◆ **Task requirements**
Retype the data below word for word, from the line with "Please indicate the casket in" through the last line of the data, including both. Leave the pictures out of your copy.

Dataset records
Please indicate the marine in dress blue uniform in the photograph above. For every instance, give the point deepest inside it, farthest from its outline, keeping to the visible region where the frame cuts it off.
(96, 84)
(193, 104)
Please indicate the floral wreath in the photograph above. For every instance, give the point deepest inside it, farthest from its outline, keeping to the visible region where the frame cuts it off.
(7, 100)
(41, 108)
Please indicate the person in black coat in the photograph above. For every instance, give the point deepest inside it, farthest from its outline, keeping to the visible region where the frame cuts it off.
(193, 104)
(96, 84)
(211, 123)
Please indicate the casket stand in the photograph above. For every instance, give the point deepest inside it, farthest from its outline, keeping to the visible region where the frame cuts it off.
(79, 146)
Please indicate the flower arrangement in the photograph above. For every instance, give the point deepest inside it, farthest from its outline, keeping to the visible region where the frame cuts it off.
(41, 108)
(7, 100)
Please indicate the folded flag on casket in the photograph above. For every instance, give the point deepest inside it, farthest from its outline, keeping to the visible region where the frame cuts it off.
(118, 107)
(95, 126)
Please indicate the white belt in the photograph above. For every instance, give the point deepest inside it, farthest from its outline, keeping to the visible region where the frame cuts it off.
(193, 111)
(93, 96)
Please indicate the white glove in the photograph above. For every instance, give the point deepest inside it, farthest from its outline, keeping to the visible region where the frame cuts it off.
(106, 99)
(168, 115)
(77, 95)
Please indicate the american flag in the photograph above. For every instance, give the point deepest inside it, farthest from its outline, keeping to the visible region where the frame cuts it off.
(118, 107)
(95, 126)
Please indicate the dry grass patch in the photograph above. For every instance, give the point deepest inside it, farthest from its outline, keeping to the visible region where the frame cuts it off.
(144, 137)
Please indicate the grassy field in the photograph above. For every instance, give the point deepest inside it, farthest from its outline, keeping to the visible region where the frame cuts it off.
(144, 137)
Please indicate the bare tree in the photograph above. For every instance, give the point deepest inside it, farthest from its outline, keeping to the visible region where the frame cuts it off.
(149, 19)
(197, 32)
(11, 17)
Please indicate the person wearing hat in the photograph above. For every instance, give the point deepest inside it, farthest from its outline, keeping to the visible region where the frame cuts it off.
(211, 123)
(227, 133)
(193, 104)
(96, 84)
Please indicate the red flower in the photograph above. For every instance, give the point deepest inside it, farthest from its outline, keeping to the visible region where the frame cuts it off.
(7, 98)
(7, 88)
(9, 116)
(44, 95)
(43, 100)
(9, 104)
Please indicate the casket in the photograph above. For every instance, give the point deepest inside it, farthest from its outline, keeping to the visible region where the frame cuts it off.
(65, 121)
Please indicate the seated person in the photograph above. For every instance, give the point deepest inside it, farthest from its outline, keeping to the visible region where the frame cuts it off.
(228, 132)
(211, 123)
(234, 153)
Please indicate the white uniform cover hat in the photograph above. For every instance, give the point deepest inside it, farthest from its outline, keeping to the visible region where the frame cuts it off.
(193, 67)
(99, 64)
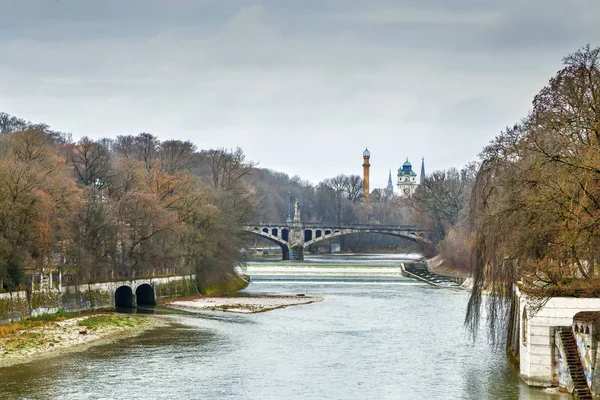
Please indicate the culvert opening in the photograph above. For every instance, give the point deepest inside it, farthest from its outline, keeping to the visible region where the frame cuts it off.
(124, 297)
(145, 295)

◆ **Output for this task**
Please indicate the casket in the photograph above. For every instance, give the point deepest inside it, farthest from its outline, keeping to the visible region where the frame cuts it off.
(65, 121)
Please indicate the seated person in the photograph above. For every instance, give the point deepest inside it, farthest from its outline, keeping to the visible region where the frame cuts it off.
(228, 132)
(211, 123)
(234, 153)
Please indicate the white uniform cover hat in the photograph above. For every instance, give the point deepest inside it, farthest from its outline, keeping to the visible region where the frame cuts it off.
(193, 67)
(99, 64)
Please indicate the culvert opening in the photograph above. For every instance, give the point deepest inside it, farthest from its outline, keeping to the visible region where the frame cuts it off.
(124, 297)
(145, 295)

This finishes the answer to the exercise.